▶ **Required work**
Below are the entries; output exactly the lines from the one containing "Give the innermost point of each instance of the bird" through the final line, inclusive.

>> START Provided data

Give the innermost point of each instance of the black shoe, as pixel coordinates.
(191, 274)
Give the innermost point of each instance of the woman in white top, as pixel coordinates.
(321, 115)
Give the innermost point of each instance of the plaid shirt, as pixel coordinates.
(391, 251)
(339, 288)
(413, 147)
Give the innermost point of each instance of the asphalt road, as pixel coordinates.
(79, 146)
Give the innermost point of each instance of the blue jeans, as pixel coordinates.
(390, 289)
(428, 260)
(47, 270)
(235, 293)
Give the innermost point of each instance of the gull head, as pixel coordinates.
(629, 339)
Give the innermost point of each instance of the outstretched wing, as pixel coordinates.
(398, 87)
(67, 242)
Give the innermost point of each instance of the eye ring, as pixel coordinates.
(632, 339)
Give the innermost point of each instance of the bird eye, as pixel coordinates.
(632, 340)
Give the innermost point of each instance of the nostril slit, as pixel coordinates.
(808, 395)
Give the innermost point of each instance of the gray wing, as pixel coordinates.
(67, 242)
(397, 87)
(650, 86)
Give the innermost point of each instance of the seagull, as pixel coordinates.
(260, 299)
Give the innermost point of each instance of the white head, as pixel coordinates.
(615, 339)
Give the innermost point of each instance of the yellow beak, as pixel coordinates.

>> END Provided data

▶ **Exercise answer**
Give the innermost point of each instance of the bird eye, as pixel coordinates.
(632, 340)
Give the innermost point of each instance of the nostril slit, as pixel coordinates.
(808, 395)
Give the innermost point of each instance of the gray wing, as pixel coordinates.
(67, 242)
(397, 87)
(650, 86)
Give the innermost point of each instance of the seagull, as pixel coordinates.
(260, 299)
Give the innermost point of each instance of the white head, as pixel coordinates.
(615, 339)
Give the innermost point of each instance of the yellow beak, as pixel coordinates.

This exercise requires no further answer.